-- begin THE RECORDS --
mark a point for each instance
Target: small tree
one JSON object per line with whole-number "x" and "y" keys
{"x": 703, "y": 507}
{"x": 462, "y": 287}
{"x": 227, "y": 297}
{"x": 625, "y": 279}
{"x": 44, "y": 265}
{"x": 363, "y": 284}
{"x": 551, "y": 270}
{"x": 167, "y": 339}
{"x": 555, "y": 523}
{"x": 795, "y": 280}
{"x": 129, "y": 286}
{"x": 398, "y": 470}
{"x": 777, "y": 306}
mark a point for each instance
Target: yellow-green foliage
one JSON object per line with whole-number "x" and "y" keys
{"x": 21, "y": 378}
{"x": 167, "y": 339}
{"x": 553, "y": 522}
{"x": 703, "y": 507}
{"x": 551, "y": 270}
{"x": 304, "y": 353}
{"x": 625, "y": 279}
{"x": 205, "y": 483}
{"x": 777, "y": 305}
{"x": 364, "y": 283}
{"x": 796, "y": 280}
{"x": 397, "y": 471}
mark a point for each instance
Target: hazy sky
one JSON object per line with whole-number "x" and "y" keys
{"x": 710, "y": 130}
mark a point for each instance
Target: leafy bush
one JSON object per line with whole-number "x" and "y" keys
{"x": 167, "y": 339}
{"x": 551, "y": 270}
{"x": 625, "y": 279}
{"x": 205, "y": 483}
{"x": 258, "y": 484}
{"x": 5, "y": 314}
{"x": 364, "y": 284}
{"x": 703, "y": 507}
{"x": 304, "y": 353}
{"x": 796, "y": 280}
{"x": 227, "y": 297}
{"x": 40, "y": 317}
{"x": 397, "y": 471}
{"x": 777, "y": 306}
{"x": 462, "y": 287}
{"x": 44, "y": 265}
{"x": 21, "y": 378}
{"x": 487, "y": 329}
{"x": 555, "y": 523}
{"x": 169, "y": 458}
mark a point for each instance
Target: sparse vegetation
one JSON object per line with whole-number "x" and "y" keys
-- end THE RECORDS --
**EXERCISE PROMPT**
Scale the listing above by reproducing every line, requests included, with each x and y point coordinate multiplied by 1.2 and rounded to a whole number, halves rounding up.

**COMPLETE OUTPUT**
mark a point for each instance
Target: small tree
one JSON object per line with whole-number "x" and "y" keys
{"x": 844, "y": 608}
{"x": 554, "y": 344}
{"x": 272, "y": 356}
{"x": 750, "y": 335}
{"x": 53, "y": 318}
{"x": 436, "y": 341}
{"x": 661, "y": 324}
{"x": 200, "y": 407}
{"x": 666, "y": 628}
{"x": 954, "y": 336}
{"x": 155, "y": 343}
{"x": 478, "y": 564}
{"x": 932, "y": 367}
mark a point for each instance
Target: yellow-green foliage
one JSON object per line with whole-number "x" and "y" keys
{"x": 25, "y": 454}
{"x": 200, "y": 407}
{"x": 664, "y": 626}
{"x": 844, "y": 608}
{"x": 661, "y": 324}
{"x": 365, "y": 424}
{"x": 750, "y": 335}
{"x": 246, "y": 580}
{"x": 932, "y": 366}
{"x": 437, "y": 340}
{"x": 955, "y": 336}
{"x": 476, "y": 565}
mark a point for each instance
Target: hazy sky
one JSON object per line with whole-number "x" and "y" keys
{"x": 852, "y": 156}
mark a point for each instance
Target: leafy bush
one JSON object per line with whole-number "x" and "y" keys
{"x": 200, "y": 407}
{"x": 661, "y": 324}
{"x": 750, "y": 335}
{"x": 246, "y": 580}
{"x": 310, "y": 581}
{"x": 6, "y": 377}
{"x": 437, "y": 341}
{"x": 844, "y": 608}
{"x": 365, "y": 424}
{"x": 955, "y": 336}
{"x": 272, "y": 356}
{"x": 48, "y": 380}
{"x": 476, "y": 565}
{"x": 932, "y": 367}
{"x": 554, "y": 344}
{"x": 53, "y": 318}
{"x": 25, "y": 454}
{"x": 584, "y": 395}
{"x": 666, "y": 628}
{"x": 203, "y": 550}
mark a point for each instance
Target: sparse vegetation
one JSON object per line with whole-number "x" and "y" keys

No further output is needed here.